== PARTS OF THE EXERCISE ==
• A. Name every person who speaks in the interview about Puzzling Places.
• B. Write what comes next in the interview about Puzzling Places, picking up after its final line.

== EXTRACT ==
┄┄┄┄┄┄┄┄┄┄
Are you going to be able to show some things at 1:1 scale?
Ian: Scale. Are you going to be able to show some full scale things over time?
Az: We knew this was coming that’s probably like the biggest, biggest ask.
Shah: This is the biggest ask and also internally we discuss this every few months again and again. That’s why when people usually ask, we also don’t give an answer. What I could see potentially happening at some point is if we have one location that we try out at some point, but again, this is not just the technicality of it of can we get this to look good? There’s also a lot of design questions, which the team needs to decide, which we haven’t really got to that decision because every time we decide to talk about it, we say, okay, what’s more important right now? Like the future of Puzzling Places we are really excited about, for example, playing around with multiplayer and stuff like that. Where if given any time of course, or any contractual obligations we have to any given platform, those would come first. We have to decide internally a bit more on that.
Will you support Quest’s AR Passthrough API?
Ian: What about passthrough while we’re on that subject?
Shah: Never tried it.
Az: Yeah. We never tried it. This was also a recent sort of update in the last, what, month from Oculus. So I think it’s funny cause like we spent God, how long did we spend on the environment design of this game? The environment design predates the Sidequest prototype itself, back when we had the SteamVR demos, but I think it technically absolutely can work with pass through. And perhaps that’s also a precursor to like an AR version of Puzzling Places, which it could absolutely work like that. That’s something we’ve talked about a lot is like, okay, when Apple releases something why not have Puzzling Places on it, you don’t need the environment. You just can have the pieces in your room and you can puzzle them together. Perhaps you could do multiple people in your room.
How are sales going?
Ian: You guys are painting this picture of having to focus so much on the task at hand, which is releasing the game for people at home. And you had to prioritize pretty carefully to get everything in place for that launch. Do you have your first sales numbers in and is the VR market as big as you’d hoped?
Shah: So far so good. Yeah. Yeah. So far so good. Like the reviews right now are 130 or something like that, all five out of five. Uh it’s. Yeah. It’s pretty incredible. We are all very happy. I think looking at the initial sales and stuff like that, we are happy with it.
┄┄┄┄┄┄┄┄┄┄
== SUPPLIED INFORMATION ==
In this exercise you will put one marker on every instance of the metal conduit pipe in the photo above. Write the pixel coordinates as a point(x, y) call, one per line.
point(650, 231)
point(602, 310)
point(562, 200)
┄┄┄┄┄┄┄┄┄┄
== ANSWER SET ==
• A. Ian, Az, Shah

• B.
Az: It’s been less than 24 hours. We don’t even have real analytics to look at but even just looking at Patreon, which like this whole Sidequest Patreon, we had in total 1700 people that have supported us on Patreon that downloaded puzzles and played puzzles, having to initially set up like a developer account, even with all that overhead, there was quite a lot of people that were willing to do that to play more puzzles. I think we had 40 to 50,000 downloads of pre-launch of both the Sidequest prototype and the App Lab beta. I think this is gonna appeal to quite a lot of them. I think the bet we’re also making is the players that we have now in VR, a lot of them are gamers, however, VR is becoming cheaper and cheaper and just with the last year or two with the Quest and Quest 2’s launch, we’ve seen the people in our player base completely be a different player base than what we consider to be a VR a user, we have parents, we have grandparents, we have younger people. These were not the hardcore VR people of 2016 and 2017. So that’s probably going to be the type of people that are going to buy VR over the next two to five years. So is Puzzling Places a game for them? We certainly hope so. And that’s certainly how we designed the game to be approachable.
Will you support puzzles like a concert venue that could have an audio cue of a band playing nearby?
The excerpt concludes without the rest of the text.